== Page text
Bug ID: JDK-4407610 java.net.URLDecode.decode(st,"UTF-16") works incorrectly on '+' sign

Versions (Unresolved/Resolved/Fixed)

The Version table provides details related to the release that this issue/RFE will be addressed.

Unresolved : Release in which this issue/RFE will be addressed.
Resolved: Release in which this issue/RFE has been resolved.
Fixed : Release in which this issue/RFE has been fixed. The release containing this fix may be available for download as an Early Access Release or a General Availability Release.

To download the current JDK release, click here.

Other
1.4.0 betaFixed


Name: dfR10049			Date: 01/24/2001



URLDecode.decode(st,"UTF-16") works incorrectly on '+' sign. If this sign occures in
the encoded string and the following sequence contains encoded unsafe characters (%xy)
these characters will be decoded incorrectly.

Please see an example demonstrating the bug below:
----------- DecoderTest.java ----------------
import java.net.*;

public class Decoder {

   public static void main(String args[]) {

        boolean passed = true;
        String enc = "UTF-16";
        String strings[] = {
            "\u0100\u0101", 
            "\u0100 \u0101", 
            "\u0100 \u0101\u0102", 
            "\u0100 \u0101 \u0102", 
            "\u0100\u0101\u0102",
        };

        try {
             for (int i = 0; i < strings.length; i++) {
                 String encoded = URLEncoder.encode(strings[i], enc);
                 System.out.println("ecnoded: " + encoded);
                 String decoded = URLDecoder.decode(encoded, enc);
                 System.out.print("init:    ");
                 printString(strings[i]);
                 System.out.print("decoded: ");
                 printString(decoded);
                 if (strings[i].equals(decoded)) {
                      System.out.println(" - correct - \n");
                 } else {
                      System.out.println(" - incorrect - \n");
                      passed = false;
                 }
             }
        } catch (Exception e) {
            System.out.println("  exception: " + e);
        }

        System.out.println("Test " + (passed ? "passed" : "failed"));
    }   

    static void printString(String s) {
         for (int i = 0; i < s.length(); i++) {
              System.out.print((int)s.charAt(i) + " ");
         }
         System.out.println();
    }
}
#----------------- output from the test ----------------------

#> java -version
java version "1.4.0-beta"
====
== Data section
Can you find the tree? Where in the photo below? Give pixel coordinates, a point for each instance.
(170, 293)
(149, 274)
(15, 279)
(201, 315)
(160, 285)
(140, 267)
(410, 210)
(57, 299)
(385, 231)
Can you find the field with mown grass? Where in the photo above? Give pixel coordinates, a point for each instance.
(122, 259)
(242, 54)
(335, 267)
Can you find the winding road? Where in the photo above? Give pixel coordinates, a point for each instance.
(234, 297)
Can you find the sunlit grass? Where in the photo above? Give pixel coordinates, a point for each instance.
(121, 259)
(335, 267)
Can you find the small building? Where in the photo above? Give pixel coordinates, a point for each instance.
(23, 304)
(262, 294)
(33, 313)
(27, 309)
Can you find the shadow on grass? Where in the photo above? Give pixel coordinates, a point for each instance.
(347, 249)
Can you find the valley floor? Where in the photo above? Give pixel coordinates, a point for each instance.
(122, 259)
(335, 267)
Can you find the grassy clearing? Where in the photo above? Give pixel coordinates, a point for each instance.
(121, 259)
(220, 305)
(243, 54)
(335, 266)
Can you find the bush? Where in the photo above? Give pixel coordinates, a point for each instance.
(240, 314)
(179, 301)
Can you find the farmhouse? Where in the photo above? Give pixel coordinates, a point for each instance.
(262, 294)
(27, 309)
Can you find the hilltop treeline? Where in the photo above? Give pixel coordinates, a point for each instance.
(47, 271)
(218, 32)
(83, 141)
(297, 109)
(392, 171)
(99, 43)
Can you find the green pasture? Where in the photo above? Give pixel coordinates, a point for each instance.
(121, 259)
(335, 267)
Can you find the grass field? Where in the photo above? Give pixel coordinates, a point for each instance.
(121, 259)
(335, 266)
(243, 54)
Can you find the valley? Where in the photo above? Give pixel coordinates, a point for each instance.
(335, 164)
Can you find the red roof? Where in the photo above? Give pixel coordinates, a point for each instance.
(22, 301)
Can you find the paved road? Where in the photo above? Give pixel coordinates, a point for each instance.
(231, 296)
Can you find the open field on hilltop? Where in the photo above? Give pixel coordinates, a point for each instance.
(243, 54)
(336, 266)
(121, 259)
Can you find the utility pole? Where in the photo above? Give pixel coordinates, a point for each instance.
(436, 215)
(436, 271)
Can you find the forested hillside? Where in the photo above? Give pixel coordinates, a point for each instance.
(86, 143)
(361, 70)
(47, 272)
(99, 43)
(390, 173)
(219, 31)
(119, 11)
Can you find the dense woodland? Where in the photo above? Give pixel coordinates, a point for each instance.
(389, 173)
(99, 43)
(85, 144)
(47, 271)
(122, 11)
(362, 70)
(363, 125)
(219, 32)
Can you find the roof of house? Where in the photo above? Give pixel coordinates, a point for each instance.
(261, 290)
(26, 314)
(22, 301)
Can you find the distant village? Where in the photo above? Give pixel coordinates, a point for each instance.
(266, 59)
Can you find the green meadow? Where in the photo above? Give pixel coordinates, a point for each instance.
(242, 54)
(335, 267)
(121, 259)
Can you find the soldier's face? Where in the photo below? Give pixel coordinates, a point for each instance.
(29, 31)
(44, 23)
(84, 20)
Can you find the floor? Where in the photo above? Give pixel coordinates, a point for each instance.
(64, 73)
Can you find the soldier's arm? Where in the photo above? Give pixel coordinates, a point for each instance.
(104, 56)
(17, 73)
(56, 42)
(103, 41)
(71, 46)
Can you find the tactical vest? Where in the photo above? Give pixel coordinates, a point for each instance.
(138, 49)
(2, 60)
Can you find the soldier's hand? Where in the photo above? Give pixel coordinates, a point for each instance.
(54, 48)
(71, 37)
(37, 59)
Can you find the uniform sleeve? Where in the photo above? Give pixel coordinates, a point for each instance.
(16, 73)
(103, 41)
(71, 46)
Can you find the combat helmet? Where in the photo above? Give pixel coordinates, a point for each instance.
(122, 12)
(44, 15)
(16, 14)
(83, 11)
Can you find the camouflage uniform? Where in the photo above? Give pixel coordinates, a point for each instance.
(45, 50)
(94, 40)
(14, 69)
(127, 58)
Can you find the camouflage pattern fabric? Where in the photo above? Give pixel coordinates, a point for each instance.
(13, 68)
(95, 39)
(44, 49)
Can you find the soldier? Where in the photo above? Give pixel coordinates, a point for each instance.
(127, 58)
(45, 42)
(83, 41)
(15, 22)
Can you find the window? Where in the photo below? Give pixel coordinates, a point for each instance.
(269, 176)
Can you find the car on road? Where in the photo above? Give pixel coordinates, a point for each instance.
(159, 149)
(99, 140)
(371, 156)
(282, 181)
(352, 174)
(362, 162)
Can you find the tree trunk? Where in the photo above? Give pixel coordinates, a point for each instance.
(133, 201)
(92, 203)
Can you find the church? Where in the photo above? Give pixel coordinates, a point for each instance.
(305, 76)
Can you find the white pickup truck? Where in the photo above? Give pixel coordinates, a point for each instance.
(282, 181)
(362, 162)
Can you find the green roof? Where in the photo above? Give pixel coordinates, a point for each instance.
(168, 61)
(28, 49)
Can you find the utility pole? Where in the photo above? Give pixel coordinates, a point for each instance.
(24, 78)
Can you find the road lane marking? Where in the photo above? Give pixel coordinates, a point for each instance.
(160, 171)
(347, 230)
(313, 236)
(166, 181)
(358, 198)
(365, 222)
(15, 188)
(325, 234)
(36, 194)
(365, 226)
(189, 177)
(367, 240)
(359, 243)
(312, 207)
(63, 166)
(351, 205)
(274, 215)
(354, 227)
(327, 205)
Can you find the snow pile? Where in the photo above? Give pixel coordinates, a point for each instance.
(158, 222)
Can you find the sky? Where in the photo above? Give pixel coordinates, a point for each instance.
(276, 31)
====
### [What you need to do]
a) Please extract the passage of the bug report from "To download the" to "be decoded incorrectly.".
b) According to the bug report, which sign in the encoded string leads to incorrect decoding?
The rows aren't needed for anything here.

### [Results of the exercise]
a)
To download the current JDK release, click here.

Other
1.4.0 betaFixed


Name: dfR10049			Date: 01/24/2001



URLDecode.decode(st,"UTF-16") works incorrectly on '+' sign. If this sign occures in
the encoded string and the following sequence contains encoded unsafe characters (%xy)
these characters will be decoded incorrectly.

b) The '+' sign.